# OPIS ZADANIA
Skopiuj w całości poniższe ogłoszenie, nie zmieniając w nim ani jednego znaku.

# PODANY TEKST
● ● ●

*OGŁOSZENIE*

Witam wszystkich odwiedzających :) Zarówno stałych czytelników, jak i "przelotnych" gości.
Wszyscy są mile widziani, ale proszę pamiętać o tym, że jest to moje miejsce, a więc piszę o czym chcę, w sposób w jaki chcę i jestem jaka chcę być :) Jeśli się komuś to nie podoba, nie musi mnie uświadamiać, jaka jestem niefajna. Przymusu czytania ani lubienia nie ma.
Jeśli jesteś tu nową osobą, zachęcam do pozostawienia śladu swojej obecności w postaci komentarza (zakładka Kredki w dłoń), a jeśli prowadzisz bloga - zostaw adres. Chętnie zajrzę!
Pozdrawiam i życzę miłej lektury :)

● ● ●

Wycinki ze zbiorów danych z oznaczonymi ramkami:
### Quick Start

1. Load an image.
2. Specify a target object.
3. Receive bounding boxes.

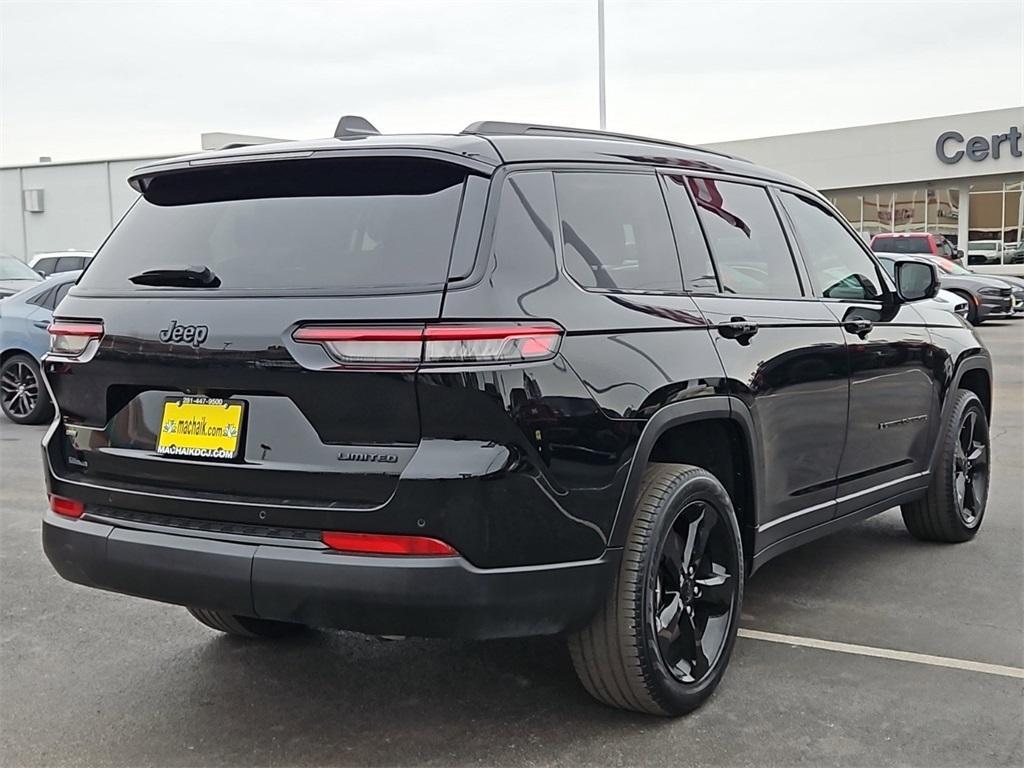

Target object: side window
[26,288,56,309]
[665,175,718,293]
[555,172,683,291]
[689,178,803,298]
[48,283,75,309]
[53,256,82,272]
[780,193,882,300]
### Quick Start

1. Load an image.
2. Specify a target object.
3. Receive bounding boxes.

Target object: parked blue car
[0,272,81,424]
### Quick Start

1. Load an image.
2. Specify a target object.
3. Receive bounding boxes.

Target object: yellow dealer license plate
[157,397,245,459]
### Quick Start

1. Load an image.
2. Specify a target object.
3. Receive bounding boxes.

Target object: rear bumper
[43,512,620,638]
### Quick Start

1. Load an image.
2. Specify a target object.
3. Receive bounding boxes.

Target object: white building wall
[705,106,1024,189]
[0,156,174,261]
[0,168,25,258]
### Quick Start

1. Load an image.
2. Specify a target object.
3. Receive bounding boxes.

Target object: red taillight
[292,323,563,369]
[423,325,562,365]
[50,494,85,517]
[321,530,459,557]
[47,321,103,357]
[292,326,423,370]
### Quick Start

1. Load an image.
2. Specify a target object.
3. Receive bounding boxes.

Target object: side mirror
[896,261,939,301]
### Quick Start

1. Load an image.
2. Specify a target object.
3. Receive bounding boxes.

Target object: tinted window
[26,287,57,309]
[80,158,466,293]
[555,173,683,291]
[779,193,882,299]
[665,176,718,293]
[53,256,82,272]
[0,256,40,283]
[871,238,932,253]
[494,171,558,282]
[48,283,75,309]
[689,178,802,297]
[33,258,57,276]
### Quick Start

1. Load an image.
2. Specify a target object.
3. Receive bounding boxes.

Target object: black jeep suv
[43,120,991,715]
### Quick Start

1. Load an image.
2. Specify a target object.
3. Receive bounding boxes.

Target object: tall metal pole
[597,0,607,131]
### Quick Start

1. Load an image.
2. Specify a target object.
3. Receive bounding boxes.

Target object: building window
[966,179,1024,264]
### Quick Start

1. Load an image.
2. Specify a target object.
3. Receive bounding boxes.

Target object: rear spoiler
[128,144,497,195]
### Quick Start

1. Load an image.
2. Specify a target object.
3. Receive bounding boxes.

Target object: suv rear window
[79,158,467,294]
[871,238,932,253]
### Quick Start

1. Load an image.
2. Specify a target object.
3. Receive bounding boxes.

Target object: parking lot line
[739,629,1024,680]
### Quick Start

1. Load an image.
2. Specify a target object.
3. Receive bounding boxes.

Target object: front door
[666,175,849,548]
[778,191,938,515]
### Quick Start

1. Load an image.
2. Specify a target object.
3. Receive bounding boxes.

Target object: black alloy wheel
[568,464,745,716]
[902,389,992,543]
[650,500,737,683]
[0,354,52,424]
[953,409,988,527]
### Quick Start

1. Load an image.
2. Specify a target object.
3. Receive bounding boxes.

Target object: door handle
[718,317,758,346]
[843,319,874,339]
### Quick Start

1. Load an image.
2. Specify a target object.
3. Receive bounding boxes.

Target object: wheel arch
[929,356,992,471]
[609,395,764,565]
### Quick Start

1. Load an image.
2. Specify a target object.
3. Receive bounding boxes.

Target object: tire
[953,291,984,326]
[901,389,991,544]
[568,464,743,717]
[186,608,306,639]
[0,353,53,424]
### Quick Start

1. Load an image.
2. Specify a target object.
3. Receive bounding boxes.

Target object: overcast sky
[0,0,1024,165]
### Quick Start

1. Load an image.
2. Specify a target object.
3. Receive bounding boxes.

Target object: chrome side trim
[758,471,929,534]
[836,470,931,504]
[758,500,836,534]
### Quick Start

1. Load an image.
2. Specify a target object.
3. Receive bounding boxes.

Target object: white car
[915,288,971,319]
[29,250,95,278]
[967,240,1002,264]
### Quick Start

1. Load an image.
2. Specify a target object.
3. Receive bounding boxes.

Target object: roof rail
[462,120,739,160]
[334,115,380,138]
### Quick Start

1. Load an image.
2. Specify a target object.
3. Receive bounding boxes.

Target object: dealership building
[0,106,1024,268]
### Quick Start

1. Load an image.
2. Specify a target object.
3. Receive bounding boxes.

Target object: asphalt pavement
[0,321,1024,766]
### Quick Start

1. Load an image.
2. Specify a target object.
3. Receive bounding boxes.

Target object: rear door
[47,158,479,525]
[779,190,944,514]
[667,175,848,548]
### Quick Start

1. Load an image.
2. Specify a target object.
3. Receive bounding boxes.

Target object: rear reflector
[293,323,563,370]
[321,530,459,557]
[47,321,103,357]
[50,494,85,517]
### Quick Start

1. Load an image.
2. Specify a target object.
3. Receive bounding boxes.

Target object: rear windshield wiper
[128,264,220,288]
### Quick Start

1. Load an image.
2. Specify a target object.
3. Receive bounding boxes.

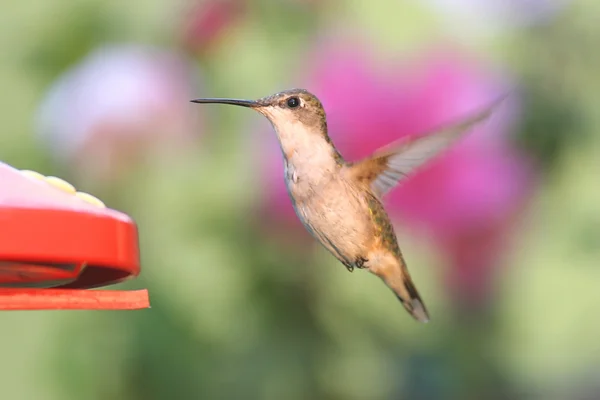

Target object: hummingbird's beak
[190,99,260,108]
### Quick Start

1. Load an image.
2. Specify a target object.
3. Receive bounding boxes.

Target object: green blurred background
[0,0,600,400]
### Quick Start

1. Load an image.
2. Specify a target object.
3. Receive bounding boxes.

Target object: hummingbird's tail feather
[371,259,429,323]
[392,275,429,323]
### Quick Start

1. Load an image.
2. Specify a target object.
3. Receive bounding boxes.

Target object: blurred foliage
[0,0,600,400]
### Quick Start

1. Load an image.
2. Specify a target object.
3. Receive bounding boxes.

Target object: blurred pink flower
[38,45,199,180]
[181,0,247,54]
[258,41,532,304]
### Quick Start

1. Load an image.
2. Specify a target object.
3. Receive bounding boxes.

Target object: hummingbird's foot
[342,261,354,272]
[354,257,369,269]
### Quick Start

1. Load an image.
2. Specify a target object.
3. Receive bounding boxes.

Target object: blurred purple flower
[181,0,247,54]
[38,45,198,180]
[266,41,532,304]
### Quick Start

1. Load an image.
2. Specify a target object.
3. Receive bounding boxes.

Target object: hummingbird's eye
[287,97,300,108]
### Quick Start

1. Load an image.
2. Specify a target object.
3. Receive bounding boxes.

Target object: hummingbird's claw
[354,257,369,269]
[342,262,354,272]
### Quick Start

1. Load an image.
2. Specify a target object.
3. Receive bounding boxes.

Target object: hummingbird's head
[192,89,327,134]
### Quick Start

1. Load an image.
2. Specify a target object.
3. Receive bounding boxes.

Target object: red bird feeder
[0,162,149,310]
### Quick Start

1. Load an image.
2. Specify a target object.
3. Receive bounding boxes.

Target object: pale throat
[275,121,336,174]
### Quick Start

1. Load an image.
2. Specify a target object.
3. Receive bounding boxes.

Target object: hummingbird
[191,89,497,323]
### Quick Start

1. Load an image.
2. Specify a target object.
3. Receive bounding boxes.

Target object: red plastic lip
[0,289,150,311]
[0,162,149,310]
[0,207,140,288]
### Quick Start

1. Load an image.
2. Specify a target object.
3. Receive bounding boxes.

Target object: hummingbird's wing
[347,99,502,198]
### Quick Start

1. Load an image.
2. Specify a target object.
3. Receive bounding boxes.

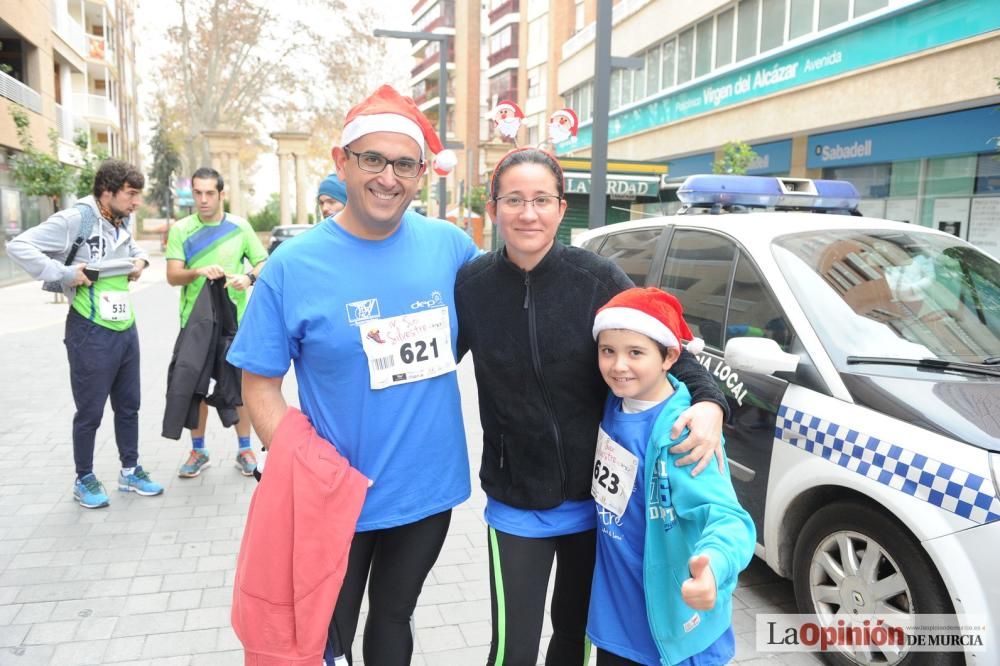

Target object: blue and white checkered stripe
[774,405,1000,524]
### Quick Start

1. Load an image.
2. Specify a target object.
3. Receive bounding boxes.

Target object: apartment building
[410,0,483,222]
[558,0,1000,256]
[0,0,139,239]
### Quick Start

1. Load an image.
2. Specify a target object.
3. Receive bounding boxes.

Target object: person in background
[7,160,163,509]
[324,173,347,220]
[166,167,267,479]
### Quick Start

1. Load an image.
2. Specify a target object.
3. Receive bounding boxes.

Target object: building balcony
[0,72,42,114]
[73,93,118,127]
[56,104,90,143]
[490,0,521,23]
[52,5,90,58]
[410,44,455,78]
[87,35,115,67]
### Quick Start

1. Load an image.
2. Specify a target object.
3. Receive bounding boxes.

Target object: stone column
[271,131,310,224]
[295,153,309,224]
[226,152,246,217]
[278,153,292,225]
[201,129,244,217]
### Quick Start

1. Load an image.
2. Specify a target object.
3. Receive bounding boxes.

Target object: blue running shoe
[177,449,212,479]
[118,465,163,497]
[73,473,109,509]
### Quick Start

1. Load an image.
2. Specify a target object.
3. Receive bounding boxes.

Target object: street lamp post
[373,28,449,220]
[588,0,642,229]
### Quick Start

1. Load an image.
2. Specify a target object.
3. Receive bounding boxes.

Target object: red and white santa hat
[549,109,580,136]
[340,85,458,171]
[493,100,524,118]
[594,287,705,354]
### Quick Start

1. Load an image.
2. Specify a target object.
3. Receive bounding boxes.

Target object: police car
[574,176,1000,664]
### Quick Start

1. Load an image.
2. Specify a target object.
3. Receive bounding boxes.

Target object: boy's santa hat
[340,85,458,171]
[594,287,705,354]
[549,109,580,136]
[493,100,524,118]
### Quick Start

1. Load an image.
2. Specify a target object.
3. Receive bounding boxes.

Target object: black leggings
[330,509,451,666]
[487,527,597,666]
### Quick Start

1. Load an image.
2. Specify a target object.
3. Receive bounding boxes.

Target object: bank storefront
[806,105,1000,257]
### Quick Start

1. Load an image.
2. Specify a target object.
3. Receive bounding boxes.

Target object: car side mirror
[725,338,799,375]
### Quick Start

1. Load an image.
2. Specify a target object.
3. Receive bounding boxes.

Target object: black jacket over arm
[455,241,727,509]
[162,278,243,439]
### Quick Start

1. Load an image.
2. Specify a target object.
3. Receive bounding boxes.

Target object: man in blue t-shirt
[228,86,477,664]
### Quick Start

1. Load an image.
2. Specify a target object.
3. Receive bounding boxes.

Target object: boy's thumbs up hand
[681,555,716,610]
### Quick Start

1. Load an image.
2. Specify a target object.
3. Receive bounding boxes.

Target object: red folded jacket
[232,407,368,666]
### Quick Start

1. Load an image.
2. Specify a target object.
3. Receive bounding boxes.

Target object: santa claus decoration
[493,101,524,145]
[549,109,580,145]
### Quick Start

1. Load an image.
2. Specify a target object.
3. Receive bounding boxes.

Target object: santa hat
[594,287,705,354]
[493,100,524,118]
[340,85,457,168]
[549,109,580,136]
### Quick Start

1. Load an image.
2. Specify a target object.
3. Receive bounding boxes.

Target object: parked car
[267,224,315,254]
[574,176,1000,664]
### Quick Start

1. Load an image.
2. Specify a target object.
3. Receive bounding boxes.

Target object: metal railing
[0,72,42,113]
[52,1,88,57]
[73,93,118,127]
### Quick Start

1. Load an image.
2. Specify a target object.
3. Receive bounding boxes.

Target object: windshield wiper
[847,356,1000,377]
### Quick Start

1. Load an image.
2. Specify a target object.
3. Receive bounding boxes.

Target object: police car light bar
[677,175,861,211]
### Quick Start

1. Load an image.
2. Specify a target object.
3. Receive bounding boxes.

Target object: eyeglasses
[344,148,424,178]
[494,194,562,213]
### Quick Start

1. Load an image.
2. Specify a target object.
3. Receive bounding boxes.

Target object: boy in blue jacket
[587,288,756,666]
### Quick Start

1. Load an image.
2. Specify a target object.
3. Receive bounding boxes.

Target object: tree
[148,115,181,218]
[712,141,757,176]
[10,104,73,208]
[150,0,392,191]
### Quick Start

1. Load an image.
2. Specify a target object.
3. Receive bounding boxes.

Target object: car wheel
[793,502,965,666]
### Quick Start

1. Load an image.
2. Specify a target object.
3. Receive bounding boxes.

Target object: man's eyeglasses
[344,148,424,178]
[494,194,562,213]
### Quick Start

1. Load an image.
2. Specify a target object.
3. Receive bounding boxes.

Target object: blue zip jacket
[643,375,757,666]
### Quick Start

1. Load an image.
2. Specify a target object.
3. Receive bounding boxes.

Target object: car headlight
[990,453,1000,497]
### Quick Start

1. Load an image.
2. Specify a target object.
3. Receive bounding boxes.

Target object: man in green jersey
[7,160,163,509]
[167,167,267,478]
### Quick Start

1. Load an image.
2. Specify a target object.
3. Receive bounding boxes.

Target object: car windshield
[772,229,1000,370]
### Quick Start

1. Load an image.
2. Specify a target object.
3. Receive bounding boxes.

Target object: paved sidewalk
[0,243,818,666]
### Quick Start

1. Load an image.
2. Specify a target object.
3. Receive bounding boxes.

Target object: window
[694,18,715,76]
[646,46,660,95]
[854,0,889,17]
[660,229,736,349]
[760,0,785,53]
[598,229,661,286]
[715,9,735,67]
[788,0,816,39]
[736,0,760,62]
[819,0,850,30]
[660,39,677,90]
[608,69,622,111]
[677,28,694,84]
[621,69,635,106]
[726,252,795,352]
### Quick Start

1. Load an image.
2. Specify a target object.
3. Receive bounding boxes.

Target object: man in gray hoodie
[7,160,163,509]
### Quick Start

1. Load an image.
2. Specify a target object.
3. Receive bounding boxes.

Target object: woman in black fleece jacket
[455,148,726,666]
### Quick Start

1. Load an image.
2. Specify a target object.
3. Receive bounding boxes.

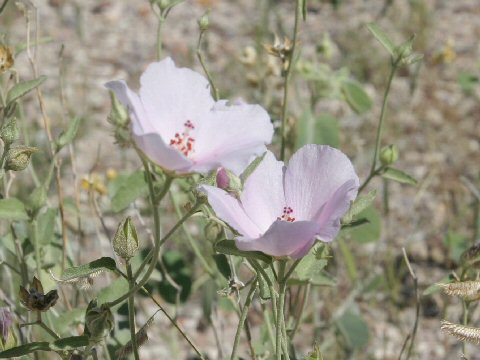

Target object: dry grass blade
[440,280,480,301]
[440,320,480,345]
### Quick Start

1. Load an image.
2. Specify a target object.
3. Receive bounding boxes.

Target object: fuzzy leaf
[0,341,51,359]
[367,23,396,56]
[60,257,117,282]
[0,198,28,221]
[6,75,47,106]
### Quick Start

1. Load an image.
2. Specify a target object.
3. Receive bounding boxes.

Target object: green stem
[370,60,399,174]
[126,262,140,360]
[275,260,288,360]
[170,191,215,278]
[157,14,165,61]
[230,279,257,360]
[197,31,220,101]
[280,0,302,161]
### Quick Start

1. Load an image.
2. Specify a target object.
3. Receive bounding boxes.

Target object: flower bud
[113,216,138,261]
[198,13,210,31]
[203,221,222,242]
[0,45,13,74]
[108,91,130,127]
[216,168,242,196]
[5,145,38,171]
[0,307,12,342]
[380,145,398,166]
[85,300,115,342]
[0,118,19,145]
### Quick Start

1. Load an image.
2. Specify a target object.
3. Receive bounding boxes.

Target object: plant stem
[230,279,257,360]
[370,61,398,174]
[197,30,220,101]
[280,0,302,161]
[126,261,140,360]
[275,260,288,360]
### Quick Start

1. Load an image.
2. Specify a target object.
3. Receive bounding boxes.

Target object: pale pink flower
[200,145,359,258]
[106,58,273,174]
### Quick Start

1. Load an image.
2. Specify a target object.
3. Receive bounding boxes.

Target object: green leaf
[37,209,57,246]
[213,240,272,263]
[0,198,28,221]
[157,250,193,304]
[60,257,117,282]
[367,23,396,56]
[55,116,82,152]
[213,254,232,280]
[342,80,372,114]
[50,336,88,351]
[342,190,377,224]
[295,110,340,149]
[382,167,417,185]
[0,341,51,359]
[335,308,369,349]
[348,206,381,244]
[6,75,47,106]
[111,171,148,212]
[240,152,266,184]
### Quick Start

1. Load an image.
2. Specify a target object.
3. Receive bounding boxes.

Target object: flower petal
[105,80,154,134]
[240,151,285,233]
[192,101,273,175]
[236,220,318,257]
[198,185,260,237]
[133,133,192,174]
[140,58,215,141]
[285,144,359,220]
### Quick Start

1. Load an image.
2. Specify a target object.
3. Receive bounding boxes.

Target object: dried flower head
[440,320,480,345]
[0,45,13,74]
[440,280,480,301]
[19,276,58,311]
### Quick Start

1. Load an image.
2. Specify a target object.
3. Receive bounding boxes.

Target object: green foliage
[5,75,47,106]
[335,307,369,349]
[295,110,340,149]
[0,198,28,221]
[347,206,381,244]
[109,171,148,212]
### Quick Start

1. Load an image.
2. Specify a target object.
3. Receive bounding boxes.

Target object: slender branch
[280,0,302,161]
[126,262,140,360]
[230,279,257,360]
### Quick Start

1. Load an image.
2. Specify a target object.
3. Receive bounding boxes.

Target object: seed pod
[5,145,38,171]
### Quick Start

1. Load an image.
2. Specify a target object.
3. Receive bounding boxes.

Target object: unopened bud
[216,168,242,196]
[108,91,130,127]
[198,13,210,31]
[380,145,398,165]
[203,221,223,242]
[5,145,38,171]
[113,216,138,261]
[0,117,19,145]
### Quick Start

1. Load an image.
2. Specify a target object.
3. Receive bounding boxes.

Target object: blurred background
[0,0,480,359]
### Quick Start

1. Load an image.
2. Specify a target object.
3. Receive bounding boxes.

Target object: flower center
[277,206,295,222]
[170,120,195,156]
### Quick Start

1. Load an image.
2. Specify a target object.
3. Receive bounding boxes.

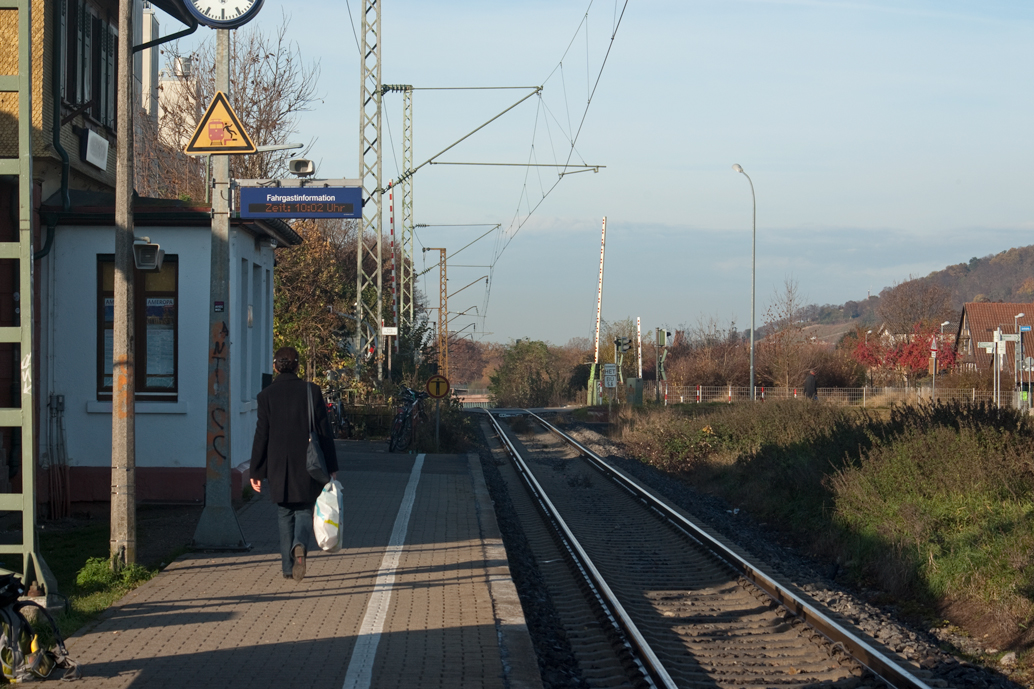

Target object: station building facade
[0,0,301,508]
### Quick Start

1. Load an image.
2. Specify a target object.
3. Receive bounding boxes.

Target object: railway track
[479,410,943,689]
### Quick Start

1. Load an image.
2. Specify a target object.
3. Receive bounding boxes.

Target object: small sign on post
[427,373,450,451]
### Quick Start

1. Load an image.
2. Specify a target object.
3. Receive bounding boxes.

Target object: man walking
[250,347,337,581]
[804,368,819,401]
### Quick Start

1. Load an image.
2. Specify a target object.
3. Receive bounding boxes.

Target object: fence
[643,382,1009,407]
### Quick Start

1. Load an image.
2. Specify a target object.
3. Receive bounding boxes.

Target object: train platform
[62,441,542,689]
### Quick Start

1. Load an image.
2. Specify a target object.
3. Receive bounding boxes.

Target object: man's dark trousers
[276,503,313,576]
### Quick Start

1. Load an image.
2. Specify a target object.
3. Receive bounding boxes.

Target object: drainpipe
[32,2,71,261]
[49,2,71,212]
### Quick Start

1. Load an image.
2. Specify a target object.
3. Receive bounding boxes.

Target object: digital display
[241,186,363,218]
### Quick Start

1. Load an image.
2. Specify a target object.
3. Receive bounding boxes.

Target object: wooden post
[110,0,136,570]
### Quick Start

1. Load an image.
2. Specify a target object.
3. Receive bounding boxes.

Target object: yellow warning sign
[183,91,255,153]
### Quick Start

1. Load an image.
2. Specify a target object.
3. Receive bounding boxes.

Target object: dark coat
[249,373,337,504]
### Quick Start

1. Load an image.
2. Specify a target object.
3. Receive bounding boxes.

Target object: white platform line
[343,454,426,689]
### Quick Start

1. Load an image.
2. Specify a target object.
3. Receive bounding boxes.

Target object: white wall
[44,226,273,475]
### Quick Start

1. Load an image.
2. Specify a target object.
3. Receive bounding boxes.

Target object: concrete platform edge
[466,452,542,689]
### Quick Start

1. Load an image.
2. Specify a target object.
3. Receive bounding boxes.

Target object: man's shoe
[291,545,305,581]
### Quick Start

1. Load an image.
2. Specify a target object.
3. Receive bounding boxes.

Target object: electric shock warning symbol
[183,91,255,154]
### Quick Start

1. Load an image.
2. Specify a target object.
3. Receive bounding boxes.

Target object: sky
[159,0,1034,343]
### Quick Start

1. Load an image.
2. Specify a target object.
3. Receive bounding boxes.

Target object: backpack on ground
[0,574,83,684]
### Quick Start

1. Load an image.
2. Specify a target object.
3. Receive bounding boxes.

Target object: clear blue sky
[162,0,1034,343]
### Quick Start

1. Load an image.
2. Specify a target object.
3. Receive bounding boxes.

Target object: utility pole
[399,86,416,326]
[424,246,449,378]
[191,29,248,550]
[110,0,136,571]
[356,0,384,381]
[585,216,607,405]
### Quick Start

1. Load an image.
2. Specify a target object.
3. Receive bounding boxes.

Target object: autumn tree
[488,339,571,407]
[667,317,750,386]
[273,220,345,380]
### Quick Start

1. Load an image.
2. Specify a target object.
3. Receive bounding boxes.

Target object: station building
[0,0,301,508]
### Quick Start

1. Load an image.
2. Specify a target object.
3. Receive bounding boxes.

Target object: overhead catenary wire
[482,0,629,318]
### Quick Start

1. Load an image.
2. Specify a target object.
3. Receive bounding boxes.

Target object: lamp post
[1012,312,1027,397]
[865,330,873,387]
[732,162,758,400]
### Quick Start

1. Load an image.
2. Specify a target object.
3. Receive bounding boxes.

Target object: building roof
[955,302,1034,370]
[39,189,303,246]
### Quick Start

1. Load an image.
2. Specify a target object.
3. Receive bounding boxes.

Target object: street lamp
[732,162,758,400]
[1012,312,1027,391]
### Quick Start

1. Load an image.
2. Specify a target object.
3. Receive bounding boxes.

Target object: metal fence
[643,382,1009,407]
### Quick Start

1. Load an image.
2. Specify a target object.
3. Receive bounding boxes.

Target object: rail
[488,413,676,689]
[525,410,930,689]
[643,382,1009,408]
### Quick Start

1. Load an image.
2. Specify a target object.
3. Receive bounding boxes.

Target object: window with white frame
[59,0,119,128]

● ● ●

# WYNIK ĆWICZENIA
*OGŁOSZENIE*

Witam wszystkich odwiedzających :) Zarówno stałych czytelników, jak i "przelotnych" gości.
Wszyscy są mile widziani, ale proszę pamiętać o tym, że jest to moje miejsce, a więc piszę o czym chcę, w sposób w jaki chcę i jestem jaka chcę być :) Jeśli się komuś to nie podoba, nie musi mnie uświadamiać, jaka jestem niefajna. Przymusu czytania ani lubienia nie ma.
Jeśli jesteś tu nową osobą, zachęcam do pozostawienia śladu swojej obecności w postaci komentarza (zakładka Kredki w dłoń), a jeśli prowadzisz bloga - zostaw adres. Chętnie zajrzę!
Pozdrawiam i życzę miłej lektury :)